_Saved data entries_.
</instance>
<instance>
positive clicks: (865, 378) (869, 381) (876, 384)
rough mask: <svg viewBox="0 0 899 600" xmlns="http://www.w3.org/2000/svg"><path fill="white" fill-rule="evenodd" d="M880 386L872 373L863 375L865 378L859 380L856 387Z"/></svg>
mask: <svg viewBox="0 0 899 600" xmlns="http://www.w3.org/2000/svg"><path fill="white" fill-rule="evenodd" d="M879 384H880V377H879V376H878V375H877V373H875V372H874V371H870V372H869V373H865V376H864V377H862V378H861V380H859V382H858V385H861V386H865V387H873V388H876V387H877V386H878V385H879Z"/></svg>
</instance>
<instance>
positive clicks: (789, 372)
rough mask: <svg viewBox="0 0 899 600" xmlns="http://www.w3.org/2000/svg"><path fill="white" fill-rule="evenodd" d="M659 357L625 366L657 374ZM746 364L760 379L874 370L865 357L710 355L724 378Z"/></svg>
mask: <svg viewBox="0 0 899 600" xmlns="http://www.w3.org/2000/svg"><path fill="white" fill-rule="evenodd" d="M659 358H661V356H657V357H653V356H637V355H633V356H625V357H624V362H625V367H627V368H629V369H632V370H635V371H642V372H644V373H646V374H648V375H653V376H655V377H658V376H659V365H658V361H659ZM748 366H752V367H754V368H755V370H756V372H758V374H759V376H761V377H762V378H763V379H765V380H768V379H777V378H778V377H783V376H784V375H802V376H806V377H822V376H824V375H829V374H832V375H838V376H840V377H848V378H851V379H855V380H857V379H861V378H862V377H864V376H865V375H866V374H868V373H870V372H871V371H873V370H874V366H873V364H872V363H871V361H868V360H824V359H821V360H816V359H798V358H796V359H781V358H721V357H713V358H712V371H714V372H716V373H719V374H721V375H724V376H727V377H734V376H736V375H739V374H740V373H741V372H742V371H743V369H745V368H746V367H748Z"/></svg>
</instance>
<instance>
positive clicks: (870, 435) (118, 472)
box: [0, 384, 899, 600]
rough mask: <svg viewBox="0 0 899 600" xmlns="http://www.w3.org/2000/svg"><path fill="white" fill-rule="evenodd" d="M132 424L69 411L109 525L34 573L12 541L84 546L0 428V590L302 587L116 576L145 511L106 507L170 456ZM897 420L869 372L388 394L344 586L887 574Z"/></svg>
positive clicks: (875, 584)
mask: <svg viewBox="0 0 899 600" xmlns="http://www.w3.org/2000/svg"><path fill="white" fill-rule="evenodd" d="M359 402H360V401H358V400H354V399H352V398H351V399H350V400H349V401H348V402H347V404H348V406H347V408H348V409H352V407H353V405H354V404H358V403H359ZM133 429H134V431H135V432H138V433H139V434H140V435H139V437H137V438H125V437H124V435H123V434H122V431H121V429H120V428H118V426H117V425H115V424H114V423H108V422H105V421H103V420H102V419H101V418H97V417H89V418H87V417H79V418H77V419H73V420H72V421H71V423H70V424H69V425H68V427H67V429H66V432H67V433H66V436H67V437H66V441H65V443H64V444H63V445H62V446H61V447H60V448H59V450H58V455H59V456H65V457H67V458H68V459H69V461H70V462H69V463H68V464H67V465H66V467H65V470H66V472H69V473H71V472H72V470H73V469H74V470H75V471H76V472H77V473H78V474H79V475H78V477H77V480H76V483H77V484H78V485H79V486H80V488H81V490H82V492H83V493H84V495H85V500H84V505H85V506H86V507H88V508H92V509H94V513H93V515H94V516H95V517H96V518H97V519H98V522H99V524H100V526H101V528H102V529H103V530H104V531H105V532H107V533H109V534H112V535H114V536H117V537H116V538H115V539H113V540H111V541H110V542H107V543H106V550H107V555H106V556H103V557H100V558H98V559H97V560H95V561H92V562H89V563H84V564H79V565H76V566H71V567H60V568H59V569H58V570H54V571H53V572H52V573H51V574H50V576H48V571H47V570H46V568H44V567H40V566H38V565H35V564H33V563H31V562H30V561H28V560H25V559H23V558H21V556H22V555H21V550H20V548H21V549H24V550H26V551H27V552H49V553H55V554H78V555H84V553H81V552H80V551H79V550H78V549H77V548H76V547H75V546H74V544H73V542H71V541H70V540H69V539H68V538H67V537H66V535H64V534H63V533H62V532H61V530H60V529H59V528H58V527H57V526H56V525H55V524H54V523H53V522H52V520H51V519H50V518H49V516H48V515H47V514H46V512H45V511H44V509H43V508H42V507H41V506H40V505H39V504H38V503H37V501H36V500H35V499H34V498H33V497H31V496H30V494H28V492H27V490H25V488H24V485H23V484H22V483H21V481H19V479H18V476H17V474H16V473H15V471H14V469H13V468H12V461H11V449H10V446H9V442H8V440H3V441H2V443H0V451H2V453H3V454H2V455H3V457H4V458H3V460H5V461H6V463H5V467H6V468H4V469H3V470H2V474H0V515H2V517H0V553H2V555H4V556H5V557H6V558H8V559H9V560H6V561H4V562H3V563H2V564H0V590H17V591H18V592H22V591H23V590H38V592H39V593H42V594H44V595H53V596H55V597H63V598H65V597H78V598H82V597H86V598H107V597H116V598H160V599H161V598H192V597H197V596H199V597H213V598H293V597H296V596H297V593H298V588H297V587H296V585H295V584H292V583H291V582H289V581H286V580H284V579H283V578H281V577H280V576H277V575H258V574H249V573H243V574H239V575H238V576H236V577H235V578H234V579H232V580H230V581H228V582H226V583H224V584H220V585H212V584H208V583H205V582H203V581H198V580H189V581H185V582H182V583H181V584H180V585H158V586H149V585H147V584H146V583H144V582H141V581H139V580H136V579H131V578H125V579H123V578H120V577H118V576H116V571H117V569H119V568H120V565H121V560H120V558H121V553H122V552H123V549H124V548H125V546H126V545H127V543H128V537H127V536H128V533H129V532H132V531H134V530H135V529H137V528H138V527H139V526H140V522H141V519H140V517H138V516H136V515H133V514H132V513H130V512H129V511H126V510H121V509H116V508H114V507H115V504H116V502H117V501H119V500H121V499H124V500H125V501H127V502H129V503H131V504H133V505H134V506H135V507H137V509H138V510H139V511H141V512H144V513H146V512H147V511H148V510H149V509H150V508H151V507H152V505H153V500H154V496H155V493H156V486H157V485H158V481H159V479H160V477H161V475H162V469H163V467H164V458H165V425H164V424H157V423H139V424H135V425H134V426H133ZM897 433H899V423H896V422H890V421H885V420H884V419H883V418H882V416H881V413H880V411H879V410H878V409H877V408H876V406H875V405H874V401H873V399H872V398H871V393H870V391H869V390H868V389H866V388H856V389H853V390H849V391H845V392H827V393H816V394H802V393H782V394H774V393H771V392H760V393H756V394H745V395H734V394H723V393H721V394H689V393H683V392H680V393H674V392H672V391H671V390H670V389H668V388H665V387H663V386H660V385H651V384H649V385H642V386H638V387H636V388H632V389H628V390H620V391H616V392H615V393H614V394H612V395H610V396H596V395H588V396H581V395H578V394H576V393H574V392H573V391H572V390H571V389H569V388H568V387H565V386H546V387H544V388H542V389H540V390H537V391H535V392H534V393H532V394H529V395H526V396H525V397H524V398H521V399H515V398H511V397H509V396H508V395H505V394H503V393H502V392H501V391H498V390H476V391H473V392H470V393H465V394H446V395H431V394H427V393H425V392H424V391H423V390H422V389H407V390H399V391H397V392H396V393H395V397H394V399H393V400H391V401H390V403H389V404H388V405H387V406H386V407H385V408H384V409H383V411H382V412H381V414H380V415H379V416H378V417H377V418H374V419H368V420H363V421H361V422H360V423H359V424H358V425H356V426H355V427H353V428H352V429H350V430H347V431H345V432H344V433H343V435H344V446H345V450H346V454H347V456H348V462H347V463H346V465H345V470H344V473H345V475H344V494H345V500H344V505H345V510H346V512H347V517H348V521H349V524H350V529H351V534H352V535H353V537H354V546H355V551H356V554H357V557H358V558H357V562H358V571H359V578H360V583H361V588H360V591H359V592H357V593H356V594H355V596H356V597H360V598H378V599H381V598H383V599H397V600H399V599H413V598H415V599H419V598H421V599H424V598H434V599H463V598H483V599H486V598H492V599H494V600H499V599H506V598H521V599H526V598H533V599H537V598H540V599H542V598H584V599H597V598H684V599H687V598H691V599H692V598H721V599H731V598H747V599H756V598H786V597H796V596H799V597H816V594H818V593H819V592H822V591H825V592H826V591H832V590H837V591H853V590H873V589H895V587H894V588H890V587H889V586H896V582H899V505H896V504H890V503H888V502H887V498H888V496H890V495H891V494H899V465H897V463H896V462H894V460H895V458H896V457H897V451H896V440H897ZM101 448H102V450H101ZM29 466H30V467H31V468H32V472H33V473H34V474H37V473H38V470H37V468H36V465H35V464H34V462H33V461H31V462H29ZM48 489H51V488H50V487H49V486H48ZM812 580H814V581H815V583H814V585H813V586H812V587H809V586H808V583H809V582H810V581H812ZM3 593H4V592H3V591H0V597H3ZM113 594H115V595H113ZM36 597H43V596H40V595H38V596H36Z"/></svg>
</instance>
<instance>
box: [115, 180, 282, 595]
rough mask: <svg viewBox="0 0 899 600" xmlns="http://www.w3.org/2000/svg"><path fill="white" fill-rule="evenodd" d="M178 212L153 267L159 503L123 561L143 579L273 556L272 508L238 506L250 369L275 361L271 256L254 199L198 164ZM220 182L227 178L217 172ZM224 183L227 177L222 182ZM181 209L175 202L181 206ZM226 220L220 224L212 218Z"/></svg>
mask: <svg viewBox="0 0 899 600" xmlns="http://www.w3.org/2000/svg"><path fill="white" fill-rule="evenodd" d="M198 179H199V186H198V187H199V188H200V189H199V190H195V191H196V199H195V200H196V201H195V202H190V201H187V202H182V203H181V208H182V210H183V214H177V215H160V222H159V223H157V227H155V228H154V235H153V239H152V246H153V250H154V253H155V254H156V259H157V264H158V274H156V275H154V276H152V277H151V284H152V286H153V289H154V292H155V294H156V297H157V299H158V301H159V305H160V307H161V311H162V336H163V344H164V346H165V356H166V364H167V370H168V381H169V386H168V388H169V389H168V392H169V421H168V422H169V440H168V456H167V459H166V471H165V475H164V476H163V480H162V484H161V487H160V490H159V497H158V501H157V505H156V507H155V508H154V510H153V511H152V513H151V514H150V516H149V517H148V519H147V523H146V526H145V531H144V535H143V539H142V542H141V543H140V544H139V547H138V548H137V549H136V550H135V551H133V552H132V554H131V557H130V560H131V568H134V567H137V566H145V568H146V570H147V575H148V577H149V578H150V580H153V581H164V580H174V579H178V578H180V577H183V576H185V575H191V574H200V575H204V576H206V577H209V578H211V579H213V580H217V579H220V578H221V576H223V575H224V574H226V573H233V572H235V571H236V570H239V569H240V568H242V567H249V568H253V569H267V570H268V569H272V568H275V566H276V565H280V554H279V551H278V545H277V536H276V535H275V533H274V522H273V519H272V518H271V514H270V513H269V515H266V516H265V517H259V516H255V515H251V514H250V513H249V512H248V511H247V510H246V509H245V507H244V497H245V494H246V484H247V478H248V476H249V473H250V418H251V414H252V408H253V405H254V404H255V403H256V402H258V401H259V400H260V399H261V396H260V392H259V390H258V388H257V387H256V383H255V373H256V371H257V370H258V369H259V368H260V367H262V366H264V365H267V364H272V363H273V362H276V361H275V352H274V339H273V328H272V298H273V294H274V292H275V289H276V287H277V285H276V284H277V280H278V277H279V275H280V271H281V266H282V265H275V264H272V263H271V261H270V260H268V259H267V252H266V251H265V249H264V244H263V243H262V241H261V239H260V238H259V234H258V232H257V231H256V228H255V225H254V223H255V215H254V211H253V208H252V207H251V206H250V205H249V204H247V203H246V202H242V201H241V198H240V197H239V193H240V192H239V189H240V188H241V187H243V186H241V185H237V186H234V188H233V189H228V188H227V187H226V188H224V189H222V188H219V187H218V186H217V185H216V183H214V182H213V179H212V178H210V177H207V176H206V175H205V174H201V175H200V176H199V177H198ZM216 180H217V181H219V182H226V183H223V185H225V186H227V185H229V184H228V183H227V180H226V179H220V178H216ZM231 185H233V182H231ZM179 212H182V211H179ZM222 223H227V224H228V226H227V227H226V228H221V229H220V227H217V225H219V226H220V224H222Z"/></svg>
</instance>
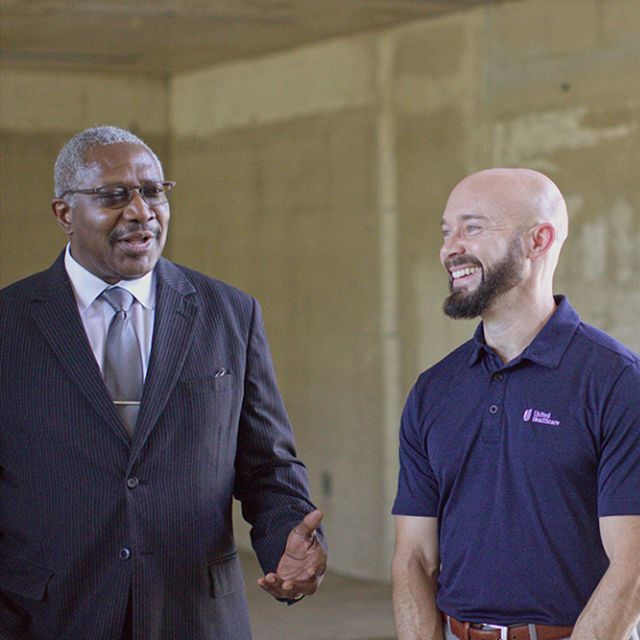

_TASK DETAILS_. List each line of the data above that contains the word "clicks", copying each line in full. Matches are case-sensitive.

_ANSWER BOX_.
positive clicks: (865, 378) (869, 381) (876, 384)
positive clicks: (789, 372)
positive clicks: (870, 435) (118, 472)
positive clicks: (875, 584)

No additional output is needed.